### PROBLEM STATEMENT
Exactly as given, write out the lines from the one containing "vertical pole -> point" through the end of the listing, with both ends included and nothing else.

::: MATERIAL PROVIDED :::

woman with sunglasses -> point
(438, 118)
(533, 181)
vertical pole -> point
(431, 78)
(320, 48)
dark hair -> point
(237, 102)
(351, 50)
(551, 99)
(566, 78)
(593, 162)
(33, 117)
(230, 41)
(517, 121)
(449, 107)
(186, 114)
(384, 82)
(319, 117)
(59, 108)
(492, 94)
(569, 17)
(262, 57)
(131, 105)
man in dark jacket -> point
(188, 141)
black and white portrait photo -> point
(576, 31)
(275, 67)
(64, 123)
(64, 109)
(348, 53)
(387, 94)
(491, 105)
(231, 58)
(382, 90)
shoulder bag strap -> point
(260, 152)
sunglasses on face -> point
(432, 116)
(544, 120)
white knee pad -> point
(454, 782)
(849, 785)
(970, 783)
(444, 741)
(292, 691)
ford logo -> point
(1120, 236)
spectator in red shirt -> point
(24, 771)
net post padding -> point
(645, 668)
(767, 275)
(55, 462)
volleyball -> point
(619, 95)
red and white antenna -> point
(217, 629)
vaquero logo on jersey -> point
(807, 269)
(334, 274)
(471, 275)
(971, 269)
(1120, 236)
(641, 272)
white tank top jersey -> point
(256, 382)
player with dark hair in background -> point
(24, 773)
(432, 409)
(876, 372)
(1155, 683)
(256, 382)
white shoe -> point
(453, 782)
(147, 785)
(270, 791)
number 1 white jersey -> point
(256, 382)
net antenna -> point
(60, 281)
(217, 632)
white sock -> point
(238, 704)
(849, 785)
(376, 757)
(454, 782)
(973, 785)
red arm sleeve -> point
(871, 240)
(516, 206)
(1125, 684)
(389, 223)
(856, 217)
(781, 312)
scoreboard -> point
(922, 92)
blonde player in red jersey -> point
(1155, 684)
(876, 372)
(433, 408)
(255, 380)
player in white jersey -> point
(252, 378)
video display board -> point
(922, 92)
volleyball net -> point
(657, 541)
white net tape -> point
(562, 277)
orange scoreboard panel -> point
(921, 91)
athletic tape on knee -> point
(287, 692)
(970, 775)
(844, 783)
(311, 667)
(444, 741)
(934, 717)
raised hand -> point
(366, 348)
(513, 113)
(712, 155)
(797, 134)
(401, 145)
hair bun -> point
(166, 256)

:::

### EXERCISE OUTPUT
vertical pole -> point
(431, 78)
(320, 48)
dark hair -> point
(237, 102)
(351, 50)
(551, 99)
(566, 78)
(593, 162)
(33, 117)
(230, 41)
(517, 121)
(449, 107)
(186, 114)
(384, 82)
(319, 117)
(59, 108)
(492, 94)
(569, 17)
(262, 57)
(131, 105)
man in dark jacket -> point
(188, 141)
black and white portrait photo -> point
(576, 31)
(275, 67)
(64, 123)
(64, 109)
(348, 53)
(387, 94)
(491, 105)
(231, 58)
(382, 90)
shoulder bag strap -> point
(260, 152)
sunglasses on face -> point
(432, 116)
(544, 120)
white knee pad -> point
(454, 782)
(849, 785)
(970, 783)
(444, 741)
(292, 691)
ford logo -> point
(1120, 236)
spectator in red shirt -> point
(24, 771)
net post padding -> point
(645, 668)
(767, 275)
(55, 462)
volleyball -> point
(619, 95)
red and white antenna -> point
(217, 629)
vaquero logo on jersey -> point
(807, 269)
(334, 274)
(471, 275)
(971, 269)
(1120, 236)
(641, 272)
white tank top jersey -> point
(256, 382)
player with dark hair in background -> point
(24, 773)
(432, 409)
(876, 372)
(1155, 683)
(256, 382)
white shoe -> point
(453, 782)
(147, 785)
(270, 791)
number 1 white jersey -> point
(256, 382)
net antenna -> point
(60, 281)
(217, 632)
white sock -> point
(238, 704)
(849, 785)
(376, 757)
(454, 782)
(973, 785)
red arm sleeve -> point
(871, 240)
(516, 206)
(1125, 684)
(389, 223)
(856, 217)
(781, 312)
scoreboard -> point
(922, 92)
blonde player in red jersey -> point
(1155, 684)
(876, 372)
(433, 408)
(255, 380)
player in white jersey -> point
(252, 378)
video display board -> point
(922, 92)
volleyball net -> point
(657, 541)
white net tape -> point
(562, 277)
orange scoreboard panel -> point
(921, 91)
athletic tape on knee -> point
(287, 692)
(970, 775)
(844, 783)
(311, 667)
(444, 741)
(934, 717)
raised hand -> point
(366, 348)
(513, 113)
(712, 155)
(797, 134)
(401, 145)
hair bun -> point
(166, 256)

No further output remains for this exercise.